======== DATASET RECORDS
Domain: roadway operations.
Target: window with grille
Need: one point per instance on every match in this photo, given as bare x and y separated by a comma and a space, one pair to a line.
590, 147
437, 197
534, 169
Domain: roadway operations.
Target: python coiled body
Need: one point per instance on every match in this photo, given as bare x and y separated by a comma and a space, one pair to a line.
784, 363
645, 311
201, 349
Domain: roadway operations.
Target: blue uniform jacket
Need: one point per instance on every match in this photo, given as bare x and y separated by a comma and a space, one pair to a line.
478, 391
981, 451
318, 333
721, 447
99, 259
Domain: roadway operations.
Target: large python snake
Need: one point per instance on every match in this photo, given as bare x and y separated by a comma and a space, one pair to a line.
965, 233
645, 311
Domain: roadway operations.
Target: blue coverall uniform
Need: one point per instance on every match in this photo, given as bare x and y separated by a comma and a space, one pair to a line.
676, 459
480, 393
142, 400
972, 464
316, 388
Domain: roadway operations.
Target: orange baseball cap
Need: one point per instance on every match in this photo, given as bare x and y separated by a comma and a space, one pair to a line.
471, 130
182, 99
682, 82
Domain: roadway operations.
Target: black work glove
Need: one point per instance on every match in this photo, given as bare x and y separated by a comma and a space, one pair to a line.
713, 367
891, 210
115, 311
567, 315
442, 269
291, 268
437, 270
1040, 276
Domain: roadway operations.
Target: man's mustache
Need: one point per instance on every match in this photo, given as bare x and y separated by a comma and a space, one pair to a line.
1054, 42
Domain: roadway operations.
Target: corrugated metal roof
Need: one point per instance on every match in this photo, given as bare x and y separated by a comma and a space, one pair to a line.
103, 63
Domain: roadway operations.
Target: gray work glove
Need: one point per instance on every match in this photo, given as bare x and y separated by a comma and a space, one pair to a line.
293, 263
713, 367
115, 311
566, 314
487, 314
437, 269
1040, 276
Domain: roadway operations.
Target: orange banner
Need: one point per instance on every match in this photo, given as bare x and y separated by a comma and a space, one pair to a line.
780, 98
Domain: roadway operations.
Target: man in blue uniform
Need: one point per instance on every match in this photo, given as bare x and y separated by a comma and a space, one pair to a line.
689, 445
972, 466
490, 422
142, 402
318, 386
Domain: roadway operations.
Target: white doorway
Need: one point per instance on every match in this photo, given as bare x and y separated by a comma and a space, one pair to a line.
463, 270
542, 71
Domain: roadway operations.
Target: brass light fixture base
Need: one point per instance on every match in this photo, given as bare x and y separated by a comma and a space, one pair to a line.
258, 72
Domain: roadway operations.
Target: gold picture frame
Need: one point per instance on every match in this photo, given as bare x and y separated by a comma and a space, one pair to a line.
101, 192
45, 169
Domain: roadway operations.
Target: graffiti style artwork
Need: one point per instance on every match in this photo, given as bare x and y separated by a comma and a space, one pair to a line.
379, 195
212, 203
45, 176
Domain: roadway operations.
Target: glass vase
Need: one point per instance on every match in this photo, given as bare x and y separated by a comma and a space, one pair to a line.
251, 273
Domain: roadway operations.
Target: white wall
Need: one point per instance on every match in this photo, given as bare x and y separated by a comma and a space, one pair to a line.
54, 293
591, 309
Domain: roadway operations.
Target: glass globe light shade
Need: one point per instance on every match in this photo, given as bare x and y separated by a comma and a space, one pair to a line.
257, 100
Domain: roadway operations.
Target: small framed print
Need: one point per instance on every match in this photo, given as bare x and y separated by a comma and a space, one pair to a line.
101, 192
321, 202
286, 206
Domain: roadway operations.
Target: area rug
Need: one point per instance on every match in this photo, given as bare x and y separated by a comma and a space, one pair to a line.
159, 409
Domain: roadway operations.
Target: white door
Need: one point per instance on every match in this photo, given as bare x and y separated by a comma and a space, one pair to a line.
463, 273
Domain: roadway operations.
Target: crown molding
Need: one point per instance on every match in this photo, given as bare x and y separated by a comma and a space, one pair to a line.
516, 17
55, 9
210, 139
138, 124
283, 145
================
WHAT NEEDS TO BE DONE -> Quote the listing in full, please, keeping every line exact.

ANSWER BELOW ->
Domain: roadway operations.
Target: window with grille
Need: one point per instance on every match in this photo, given as bare x and y separated by a comma and a space, one pair to a line.
590, 147
437, 197
534, 169
Domain: roadway operations.
Target: python coiled body
Need: one point per instance on every match in this photo, given as bare x and y separated by a comma and a space, one pair to a line.
784, 363
645, 311
201, 349
Domain: roadway operations.
Target: blue uniform jacket
Need: one point per instance on every match in this photo, given as bare x and y separated by a comma and a space, one pair to a line.
478, 391
981, 451
318, 333
721, 447
99, 259
Domain: roadway operations.
Target: large python snake
Need: one point per instance on every match in this photo, given as bare x and y separated by a comma and a space, one pair to a line.
965, 233
645, 311
Domain: roadway operations.
Target: blue coverall uniform
Need: one point per instance on every match in this photo, given as bare x and y separated by a comma and a space, one pair to a line.
676, 459
480, 393
142, 400
972, 464
316, 388
Domain: roadway operations.
Target: orange baseball cap
Need: one point per instance on every match in this photo, given as bare x and y separated by a comma and a space, one pair to a line.
471, 130
182, 99
682, 82
Domain: roadway operations.
Target: black work glove
Need: one point per instance on every match in this photo, given as bare x and y separated by a comma and a space, one pair to a line.
713, 367
891, 210
115, 311
567, 315
442, 269
291, 268
437, 270
1040, 276
Domain: roadway operations.
Target: man's mustache
Need: one point per instance on every match in this photo, given as bare x and y separated by a comma and a space, one pair to a line.
1054, 42
Domain: roadway operations.
Target: corrugated metal roof
Need: one point per instance on every match in this photo, given as bare x and y separated by a comma and a space, one pair to a line.
103, 63
Domain: roadway operations.
Target: gray work glove
Need: one point per instance on every match in this photo, given as bare x and y separated by a comma and a space, one pair to a line.
293, 263
713, 367
115, 311
566, 314
487, 314
437, 269
1040, 276
Domain: roadway operations.
Target: orange banner
Need: one point per instance on every match in this photo, given as bare x and y separated by a comma and a space, one pair to a line.
780, 98
Domain: roadway operations.
Target: man in blue uniform
Need: one point per instance on every match in this photo, given as bare x and y separated by a comma and a space, one pair to a line.
689, 445
972, 466
490, 422
142, 402
318, 386
Domain: roadway operations.
Target: white doorway
Need: one point per instance on every match in this photo, given as bare x and y separated by a comma and a space, one pair to a line.
463, 270
542, 71
Domain: roadway operations.
Target: brass light fixture base
Need: one point per instance on every match in this photo, given as bare x and y separated by a comma and a space, one pair to a line.
258, 72
Domain: roadway operations.
Target: gold picture frame
Need: one point per instance on every match in this photo, given as bare x and y separated by a comma and a space, one pair to a line.
101, 192
45, 169
Domain: roadway operations.
Target: graffiti style artwork
Need: one point per instance on every match in this photo, given as bare x and y separated by a comma and a space, one pair to a line.
379, 195
212, 203
45, 176
Domain: roadway operations.
Target: glass vase
Need: one point per instance on every match in this photo, given as bare x and y separated by a comma and a space, one pair to a line.
251, 273
Domain: roadway operations.
Target: white wall
Need: one point per instance on every match in this photo, given as bare x and y separated by a comma and a space, one pair to a line.
54, 293
591, 309
Domain: roadway operations.
Target: glass globe light shade
Need: one point per instance on every match in this photo, given as bare x and y separated by a comma and a space, one pair to a line.
257, 100
Domain: roadway operations.
Target: small framed print
Need: one point per instance on every match in this photo, given as bare x and y separated by a comma and a space, one pair to a line.
101, 192
321, 202
286, 206
Domain: roadway operations.
Target: area rug
Need: one point per instance on every match in this photo, given as bare x and y separated by a comma and a space, one pair to a line.
159, 409
Domain: roadway operations.
Target: white door
Need: one point per instance on every match in this photo, given as bare x and y separated by a comma and a space, one pair to a line.
463, 273
Domain: roadway operations.
Target: crown molding
Need: one point per instance on every match in this photo, given as bare x and y separated by a comma and a space, one pair to a line.
516, 17
55, 9
210, 139
138, 124
283, 145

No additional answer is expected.